**Problem statement:** Go to the line containing "Indicate each instance of the glass" in the records below and print it and every following line exactly, on through the line containing "Indicate each instance of the stone", then stop.

**Raw data:**
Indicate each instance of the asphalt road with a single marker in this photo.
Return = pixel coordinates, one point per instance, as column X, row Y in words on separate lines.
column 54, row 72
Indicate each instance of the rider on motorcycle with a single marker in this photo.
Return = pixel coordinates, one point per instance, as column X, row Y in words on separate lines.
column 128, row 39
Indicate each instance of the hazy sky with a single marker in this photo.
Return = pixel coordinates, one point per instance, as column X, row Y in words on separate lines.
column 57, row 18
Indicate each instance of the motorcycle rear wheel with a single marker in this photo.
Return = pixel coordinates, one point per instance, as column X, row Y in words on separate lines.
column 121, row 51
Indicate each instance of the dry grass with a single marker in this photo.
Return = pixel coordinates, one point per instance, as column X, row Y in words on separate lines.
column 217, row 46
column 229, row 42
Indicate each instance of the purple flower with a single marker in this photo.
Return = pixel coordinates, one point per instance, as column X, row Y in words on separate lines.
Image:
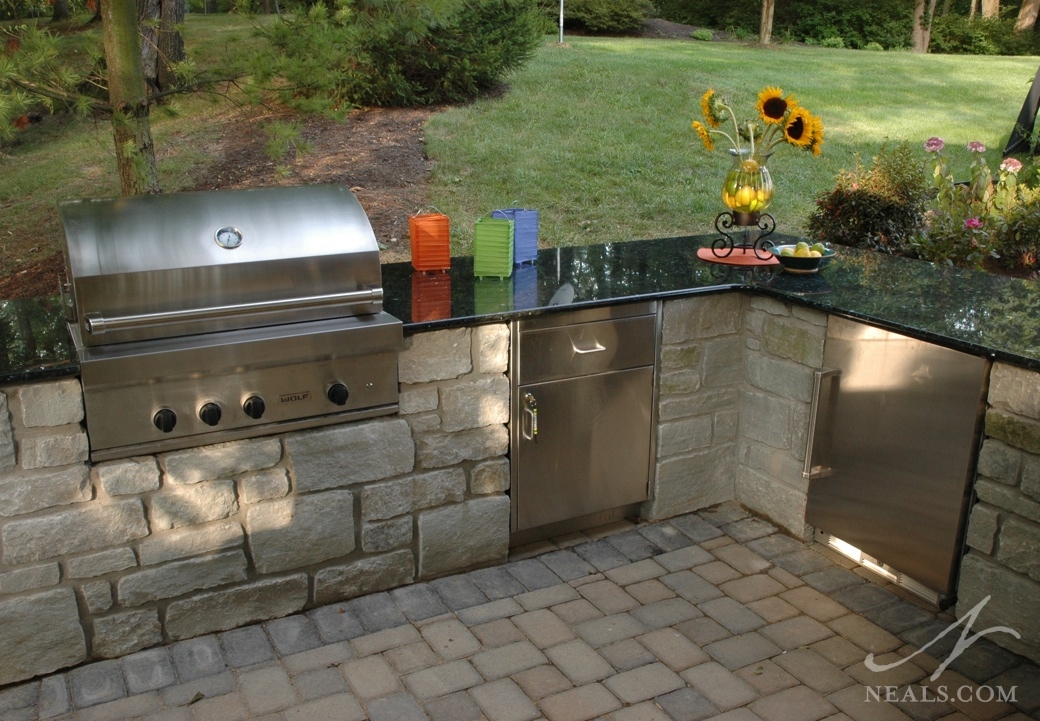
column 1011, row 165
column 934, row 145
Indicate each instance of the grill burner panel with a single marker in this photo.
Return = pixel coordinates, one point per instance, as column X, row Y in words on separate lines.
column 205, row 317
column 158, row 395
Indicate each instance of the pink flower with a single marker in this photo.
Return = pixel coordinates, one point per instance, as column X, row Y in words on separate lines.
column 1011, row 165
column 934, row 145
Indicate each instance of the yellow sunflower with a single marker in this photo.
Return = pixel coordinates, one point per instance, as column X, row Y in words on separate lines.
column 798, row 129
column 709, row 107
column 773, row 106
column 705, row 135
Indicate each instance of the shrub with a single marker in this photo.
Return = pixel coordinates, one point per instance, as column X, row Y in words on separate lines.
column 371, row 53
column 609, row 17
column 1018, row 239
column 958, row 34
column 881, row 207
column 891, row 207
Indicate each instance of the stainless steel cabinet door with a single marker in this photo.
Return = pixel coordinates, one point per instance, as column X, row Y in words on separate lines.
column 895, row 445
column 588, row 451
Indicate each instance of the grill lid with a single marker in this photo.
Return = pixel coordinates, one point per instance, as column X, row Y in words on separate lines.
column 152, row 266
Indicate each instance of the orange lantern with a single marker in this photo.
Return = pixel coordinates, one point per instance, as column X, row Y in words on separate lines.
column 430, row 236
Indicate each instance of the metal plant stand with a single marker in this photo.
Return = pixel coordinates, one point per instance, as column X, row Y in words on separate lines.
column 751, row 229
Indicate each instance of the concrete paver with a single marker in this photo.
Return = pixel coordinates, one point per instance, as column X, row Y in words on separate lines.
column 713, row 614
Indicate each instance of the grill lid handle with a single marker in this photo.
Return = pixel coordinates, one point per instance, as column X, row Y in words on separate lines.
column 96, row 324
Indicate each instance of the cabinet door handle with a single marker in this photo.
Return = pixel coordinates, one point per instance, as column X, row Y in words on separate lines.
column 529, row 429
column 810, row 470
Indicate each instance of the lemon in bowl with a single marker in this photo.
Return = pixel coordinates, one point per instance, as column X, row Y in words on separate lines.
column 802, row 257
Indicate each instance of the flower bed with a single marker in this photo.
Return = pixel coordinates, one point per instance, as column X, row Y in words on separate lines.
column 906, row 205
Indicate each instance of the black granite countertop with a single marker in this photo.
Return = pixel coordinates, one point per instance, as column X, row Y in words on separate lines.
column 975, row 312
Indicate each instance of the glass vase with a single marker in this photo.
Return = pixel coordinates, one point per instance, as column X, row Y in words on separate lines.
column 748, row 188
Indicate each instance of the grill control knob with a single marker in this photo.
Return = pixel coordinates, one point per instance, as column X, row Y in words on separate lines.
column 210, row 414
column 164, row 419
column 254, row 407
column 338, row 393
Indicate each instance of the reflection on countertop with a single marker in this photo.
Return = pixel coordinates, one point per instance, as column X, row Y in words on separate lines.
column 976, row 312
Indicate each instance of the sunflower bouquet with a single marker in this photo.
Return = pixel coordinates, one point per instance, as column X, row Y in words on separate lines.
column 780, row 120
column 748, row 188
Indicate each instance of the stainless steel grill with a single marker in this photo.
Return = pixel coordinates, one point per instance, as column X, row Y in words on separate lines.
column 202, row 317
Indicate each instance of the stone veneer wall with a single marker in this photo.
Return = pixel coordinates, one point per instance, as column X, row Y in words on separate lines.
column 101, row 561
column 699, row 397
column 733, row 406
column 1004, row 529
column 784, row 345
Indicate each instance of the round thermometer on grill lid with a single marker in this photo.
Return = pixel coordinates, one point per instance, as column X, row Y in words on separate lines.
column 229, row 237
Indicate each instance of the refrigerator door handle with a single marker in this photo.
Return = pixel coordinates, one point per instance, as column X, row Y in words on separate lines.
column 811, row 469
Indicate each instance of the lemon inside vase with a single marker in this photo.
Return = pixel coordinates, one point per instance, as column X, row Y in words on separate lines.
column 748, row 187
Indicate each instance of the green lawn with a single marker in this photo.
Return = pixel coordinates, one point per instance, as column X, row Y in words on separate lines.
column 596, row 134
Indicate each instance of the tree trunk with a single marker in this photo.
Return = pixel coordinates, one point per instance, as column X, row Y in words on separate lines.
column 1028, row 16
column 127, row 94
column 60, row 11
column 924, row 11
column 765, row 29
column 148, row 23
column 161, row 45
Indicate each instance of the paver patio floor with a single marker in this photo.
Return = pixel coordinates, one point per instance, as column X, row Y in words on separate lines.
column 709, row 615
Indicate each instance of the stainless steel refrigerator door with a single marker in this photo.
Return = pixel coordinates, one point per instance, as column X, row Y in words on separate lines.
column 583, row 445
column 894, row 448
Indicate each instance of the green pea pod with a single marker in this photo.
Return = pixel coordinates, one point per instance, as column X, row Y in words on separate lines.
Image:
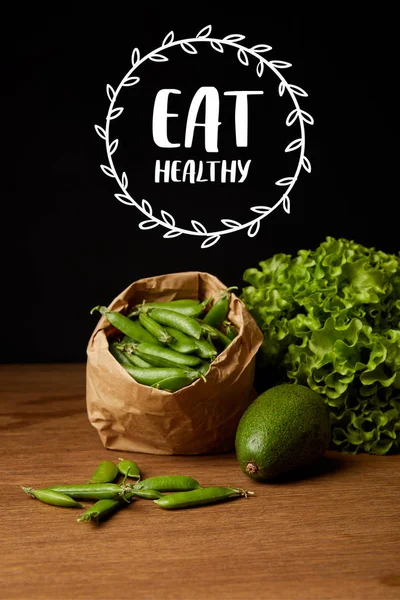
column 183, row 323
column 101, row 510
column 128, row 468
column 173, row 384
column 146, row 494
column 218, row 313
column 106, row 472
column 181, row 342
column 153, row 375
column 118, row 354
column 205, row 349
column 190, row 308
column 203, row 368
column 138, row 362
column 164, row 357
column 159, row 332
column 215, row 334
column 90, row 491
column 52, row 497
column 199, row 497
column 125, row 325
column 142, row 336
column 167, row 483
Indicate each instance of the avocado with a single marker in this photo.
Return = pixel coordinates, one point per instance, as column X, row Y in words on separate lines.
column 285, row 428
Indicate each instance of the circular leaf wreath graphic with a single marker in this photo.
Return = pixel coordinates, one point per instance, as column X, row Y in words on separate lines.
column 244, row 54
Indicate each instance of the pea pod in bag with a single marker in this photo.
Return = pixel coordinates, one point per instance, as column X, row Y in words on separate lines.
column 198, row 418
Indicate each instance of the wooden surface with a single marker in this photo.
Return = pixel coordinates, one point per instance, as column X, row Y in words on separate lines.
column 333, row 533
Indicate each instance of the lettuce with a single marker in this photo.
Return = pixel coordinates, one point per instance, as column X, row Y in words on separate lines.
column 331, row 321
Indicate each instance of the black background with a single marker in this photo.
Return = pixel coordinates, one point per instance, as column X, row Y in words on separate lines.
column 68, row 244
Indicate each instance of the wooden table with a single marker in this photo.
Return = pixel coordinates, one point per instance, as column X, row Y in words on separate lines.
column 333, row 534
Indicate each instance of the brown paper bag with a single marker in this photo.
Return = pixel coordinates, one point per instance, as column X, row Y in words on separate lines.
column 200, row 418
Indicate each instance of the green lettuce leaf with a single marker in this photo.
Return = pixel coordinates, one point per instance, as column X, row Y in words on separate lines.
column 331, row 321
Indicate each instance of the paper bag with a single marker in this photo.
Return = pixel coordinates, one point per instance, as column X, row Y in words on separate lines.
column 200, row 418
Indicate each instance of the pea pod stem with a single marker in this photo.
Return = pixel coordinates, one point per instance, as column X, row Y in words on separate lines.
column 159, row 332
column 101, row 510
column 128, row 468
column 132, row 329
column 106, row 472
column 219, row 311
column 215, row 334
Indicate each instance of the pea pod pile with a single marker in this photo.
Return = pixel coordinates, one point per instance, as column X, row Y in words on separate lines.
column 110, row 496
column 169, row 345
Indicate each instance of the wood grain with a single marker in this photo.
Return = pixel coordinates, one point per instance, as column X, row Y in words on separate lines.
column 331, row 533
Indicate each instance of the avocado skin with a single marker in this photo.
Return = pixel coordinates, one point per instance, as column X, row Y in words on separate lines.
column 285, row 428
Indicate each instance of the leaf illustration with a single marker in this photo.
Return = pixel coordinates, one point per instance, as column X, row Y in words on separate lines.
column 167, row 218
column 254, row 229
column 135, row 56
column 280, row 64
column 217, row 46
column 284, row 181
column 293, row 145
column 188, row 48
column 199, row 227
column 243, row 58
column 113, row 146
column 307, row 118
column 298, row 91
column 306, row 164
column 205, row 31
column 292, row 116
column 131, row 81
column 230, row 223
column 150, row 224
column 158, row 58
column 107, row 170
column 172, row 233
column 235, row 37
column 110, row 92
column 168, row 39
column 115, row 112
column 261, row 210
column 124, row 199
column 262, row 48
column 147, row 207
column 100, row 132
column 208, row 242
column 286, row 204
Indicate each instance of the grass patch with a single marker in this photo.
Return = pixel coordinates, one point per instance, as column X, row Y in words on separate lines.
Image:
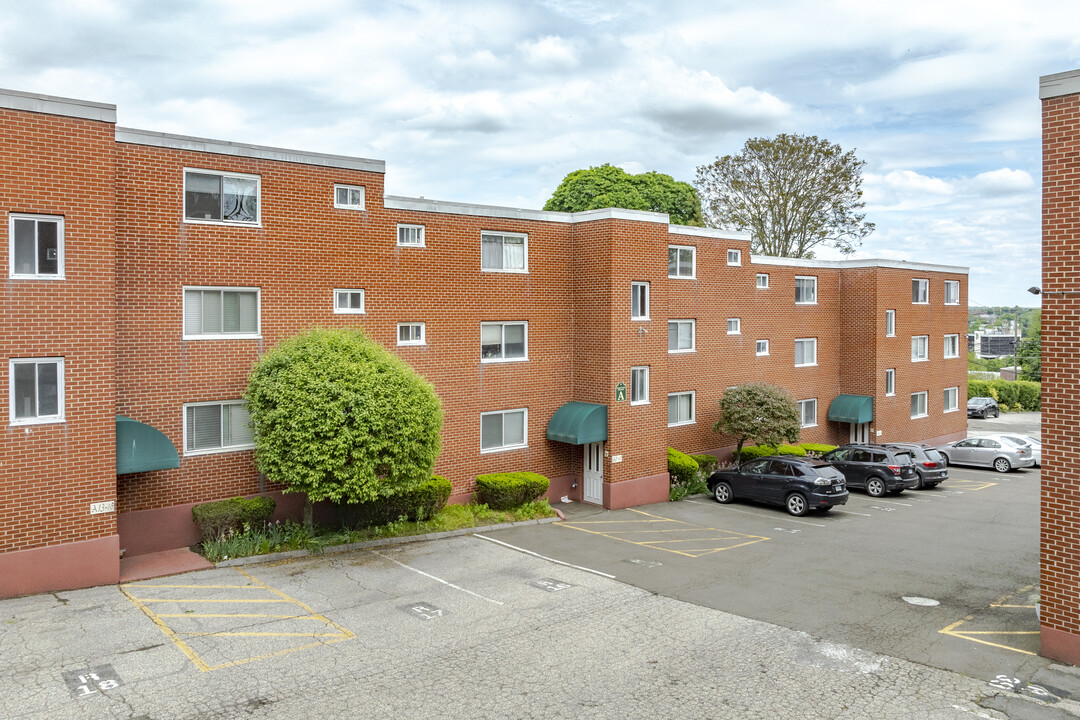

**Answer section:**
Indicate each instance of the glass vase with a single marker in this photo.
Return = pixel coordinates, one point per instance, as column X, row Y in words on separate lines.
column 748, row 188
Indicate each instance of the grill control knob with a single marker in this photo.
Return = pixel coordinates, one point per instance, as column X, row Y in words on separate lines.
column 210, row 414
column 164, row 419
column 254, row 407
column 338, row 393
Indicate each instance of the reflection on countertop with a single marker in this photo.
Return = pixel coordinates, one point per instance, as column X, row Y in words on separate lines.
column 976, row 312
Indicate each instance of the sunflower bouquet with a single marker in this photo.
Return = pixel coordinates, one point per instance, as column X, row Y in words on separate lines.
column 780, row 120
column 748, row 188
Indicate each instance of the stainless steel grill with a single marker in this photo.
Return = pixel coordinates, one point per instance, as column X, row Y in words on separate lines.
column 202, row 317
Indicate each instance of the stone veneer wall with a single marker in this photo.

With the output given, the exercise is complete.